= Job =
Arrange the data as a Markdown table with the columns Row and Line. Cover the data from the line with "Where can you find the green" up to and including the last line, number each row, and leave out blank lines.

===============

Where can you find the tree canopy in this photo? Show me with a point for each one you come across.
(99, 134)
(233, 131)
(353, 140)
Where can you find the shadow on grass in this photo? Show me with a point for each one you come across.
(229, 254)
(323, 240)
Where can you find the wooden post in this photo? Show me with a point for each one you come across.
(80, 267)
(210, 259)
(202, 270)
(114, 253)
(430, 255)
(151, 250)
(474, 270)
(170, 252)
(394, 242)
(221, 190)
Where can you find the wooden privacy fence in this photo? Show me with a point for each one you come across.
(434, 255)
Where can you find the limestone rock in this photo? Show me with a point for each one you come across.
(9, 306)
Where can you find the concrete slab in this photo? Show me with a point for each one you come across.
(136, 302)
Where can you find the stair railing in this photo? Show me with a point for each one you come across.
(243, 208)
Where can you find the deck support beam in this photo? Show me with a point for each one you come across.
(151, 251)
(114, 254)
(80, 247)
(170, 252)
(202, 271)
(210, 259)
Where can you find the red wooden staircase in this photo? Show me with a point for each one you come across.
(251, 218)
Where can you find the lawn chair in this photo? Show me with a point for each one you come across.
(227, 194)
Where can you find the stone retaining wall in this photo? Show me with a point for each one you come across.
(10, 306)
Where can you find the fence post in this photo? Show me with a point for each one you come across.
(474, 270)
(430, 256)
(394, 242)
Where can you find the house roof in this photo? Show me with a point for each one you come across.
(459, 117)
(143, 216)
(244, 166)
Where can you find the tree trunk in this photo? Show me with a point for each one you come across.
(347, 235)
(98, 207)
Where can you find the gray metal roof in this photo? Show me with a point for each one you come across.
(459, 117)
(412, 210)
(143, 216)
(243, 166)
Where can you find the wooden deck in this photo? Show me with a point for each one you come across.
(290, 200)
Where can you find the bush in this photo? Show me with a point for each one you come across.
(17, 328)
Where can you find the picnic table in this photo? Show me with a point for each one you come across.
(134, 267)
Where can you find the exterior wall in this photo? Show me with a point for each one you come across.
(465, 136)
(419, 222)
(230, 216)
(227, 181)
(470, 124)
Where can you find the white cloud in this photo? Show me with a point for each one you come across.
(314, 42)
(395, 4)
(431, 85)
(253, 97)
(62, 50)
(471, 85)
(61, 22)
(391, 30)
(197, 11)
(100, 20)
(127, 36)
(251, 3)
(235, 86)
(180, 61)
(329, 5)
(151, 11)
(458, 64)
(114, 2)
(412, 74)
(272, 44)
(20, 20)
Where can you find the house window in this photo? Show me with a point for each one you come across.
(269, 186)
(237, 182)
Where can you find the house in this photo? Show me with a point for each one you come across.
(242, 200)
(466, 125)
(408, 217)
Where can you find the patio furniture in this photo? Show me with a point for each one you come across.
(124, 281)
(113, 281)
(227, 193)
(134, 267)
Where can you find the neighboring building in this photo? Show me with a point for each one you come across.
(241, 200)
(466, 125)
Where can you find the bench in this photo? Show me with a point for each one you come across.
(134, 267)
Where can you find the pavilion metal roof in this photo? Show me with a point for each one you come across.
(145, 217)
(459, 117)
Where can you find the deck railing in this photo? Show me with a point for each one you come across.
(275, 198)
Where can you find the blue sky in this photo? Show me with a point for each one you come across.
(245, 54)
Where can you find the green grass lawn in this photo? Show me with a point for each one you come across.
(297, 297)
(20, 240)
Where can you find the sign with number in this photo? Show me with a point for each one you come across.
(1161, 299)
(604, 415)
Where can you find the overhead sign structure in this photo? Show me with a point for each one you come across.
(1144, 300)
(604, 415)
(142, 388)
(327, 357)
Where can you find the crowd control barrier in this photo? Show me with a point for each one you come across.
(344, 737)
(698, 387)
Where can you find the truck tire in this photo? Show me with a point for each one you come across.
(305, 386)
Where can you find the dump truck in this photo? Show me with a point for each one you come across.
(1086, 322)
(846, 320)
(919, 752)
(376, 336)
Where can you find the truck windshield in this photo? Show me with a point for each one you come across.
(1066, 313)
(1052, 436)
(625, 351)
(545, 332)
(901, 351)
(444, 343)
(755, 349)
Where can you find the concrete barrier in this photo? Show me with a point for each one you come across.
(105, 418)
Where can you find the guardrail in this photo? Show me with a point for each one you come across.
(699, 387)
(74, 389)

===============

= Response for this exercise =
| Row | Line |
|---|---|
| 1 | Where can you find the green grass lawn in this photo? Show me with a point for each one you come across. |
| 2 | (297, 297) |
| 3 | (20, 240) |
| 4 | Where can you find the sign with number in this photo? Show me with a point for each one you come across. |
| 5 | (1161, 299) |
| 6 | (604, 415) |
| 7 | Where can you find the overhead sign structure in this photo? Show me with a point for each one you come across. |
| 8 | (1144, 300) |
| 9 | (604, 415) |
| 10 | (142, 388) |
| 11 | (327, 357) |
| 12 | Where can you find the crowd control barrier in this photo? Show me with a point for each one you come across. |
| 13 | (344, 737) |
| 14 | (698, 387) |
| 15 | Where can you find the truck tire in this photo? Show me with a point for each one you come across. |
| 16 | (305, 386) |
| 17 | Where can you find the dump truck in this photo? Show me with a point for each one you come across. |
| 18 | (1086, 322) |
| 19 | (846, 320) |
| 20 | (919, 752) |
| 21 | (376, 336) |
| 22 | Where can you find the truck windshield in this photo? Show me with a point for each one you come across. |
| 23 | (1066, 313) |
| 24 | (1052, 436) |
| 25 | (625, 351) |
| 26 | (545, 332) |
| 27 | (901, 351) |
| 28 | (444, 343) |
| 29 | (755, 349) |
| 30 | Where can you find the concrete barrier in this photo? Show me with a point for each one you come across. |
| 31 | (105, 418) |
| 32 | Where can you find the guardrail in this photo? Show me with a point for each one you come across. |
| 33 | (699, 387) |
| 34 | (74, 389) |